■ WHAT YOU HAVE TO DO ■
Give back the data below exactly, with every line kept the same.

PROVIDED INFORMATION Start Marker

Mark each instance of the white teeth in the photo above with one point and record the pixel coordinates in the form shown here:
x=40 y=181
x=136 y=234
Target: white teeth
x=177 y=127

PROVIDED INFORMATION End Marker

■ SOLUTION FOR THIS TASK ■
Mark each instance of the white teeth in the photo above with one point and record the pixel coordinates in the form shown here:
x=40 y=181
x=136 y=234
Target: white teeth
x=177 y=127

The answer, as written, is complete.